• **Texto fornecido**:
Entenda a inovação do livro “Analista de Bagé”, de Luis Fernando Verissimo
Pequenas histórias sobre um psicanalista politicamente incorreto tornaram-se um dos maiores sucessos editoriais da crônica nacional

Poucos personagens, em toda a história da literatura brasileira, alcançaram a repercussão e a admiração popular do analista de Bagé, que se declara “freudiano de colá decalco” e “mais ortodoxo do que rótulo de Maizena”. Apenas oito meses depois que Luis Fernando Verissimo lançou “O Analista de Bagé”, em 1981, a obra atingiu a marca da 50ª edição e de 160 mil exemplares vendidos.
Irônicos e diretos, com algumas pitadas de reflexão social, os textos do livro trazem à tona os bastidores do consultório de um hilário psicanalista gaúcho, que faz uso de conhecimentos pseudocientíficos aliados à sabedoria popular dos pampas para auxiliar seus pacientes a resolver seus anseios.
O analista sempre os recepciona com um quente chimarrão (“pra clarear a urina e as ideias”), de bombachas e “pé no chão”, e até recorre a técnicas mais heterodoxas, para dinamizar a sessão. Por exemplo, não concebe mais que o paciente fale enquanto o analista cochila. Também inventou a análise em grupo com gaiteiro, “pra indiada se soltá”. Não hesita em utilizar métodos ainda menos convencionais, como joelhaços, em alguns casos mais recalcitrantes. E costuma recorrer aos bons préstimos de sua benévola assistente, Lindaura, a que “recebe e dá”.
Politicamente correto? Nem pensar! É do choque entre a fala e os costumes regionais e a sociedade pretensamente moderna e científica que deriva grande parte da graça das crônicas, nas quais se percebe também uma crítica velada aos falsos valores morais, à política e ao machismo. Como em todos os textos de Verissimo, a linguagem é muito clara, direta, coloquial, beirando o estilo jornalístico, mas sem que se abra mão do estilo humorístico inconfundível.

• **Instrução**:
Responda com base no texto sobre o Analista de Bagé:
(a) Em que ano foi lançado o livro e quantos exemplares ele vendeu nos oito meses seguintes?
(b) Com que bebida o analista recebe as pessoas no consultório?
(c) Qual é o nome da assistente do analista?

Itens do conjunto de dados:
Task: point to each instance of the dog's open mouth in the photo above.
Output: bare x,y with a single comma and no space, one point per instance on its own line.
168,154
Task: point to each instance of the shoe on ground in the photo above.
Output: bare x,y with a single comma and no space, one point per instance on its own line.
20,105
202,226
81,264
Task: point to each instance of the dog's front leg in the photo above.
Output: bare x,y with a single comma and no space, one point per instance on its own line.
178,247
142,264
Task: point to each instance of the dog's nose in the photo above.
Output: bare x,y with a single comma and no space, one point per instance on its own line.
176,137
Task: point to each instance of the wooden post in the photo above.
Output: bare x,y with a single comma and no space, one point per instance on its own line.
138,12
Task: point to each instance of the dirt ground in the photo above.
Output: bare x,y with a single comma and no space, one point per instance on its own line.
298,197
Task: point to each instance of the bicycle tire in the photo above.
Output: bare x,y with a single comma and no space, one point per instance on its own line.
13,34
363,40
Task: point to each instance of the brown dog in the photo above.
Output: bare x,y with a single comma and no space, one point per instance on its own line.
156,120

• **Resposta**:
(a) Em 1981; vendeu 160 mil exemplares.
(b) Com um chimarrão quente.
(c) Lindaura.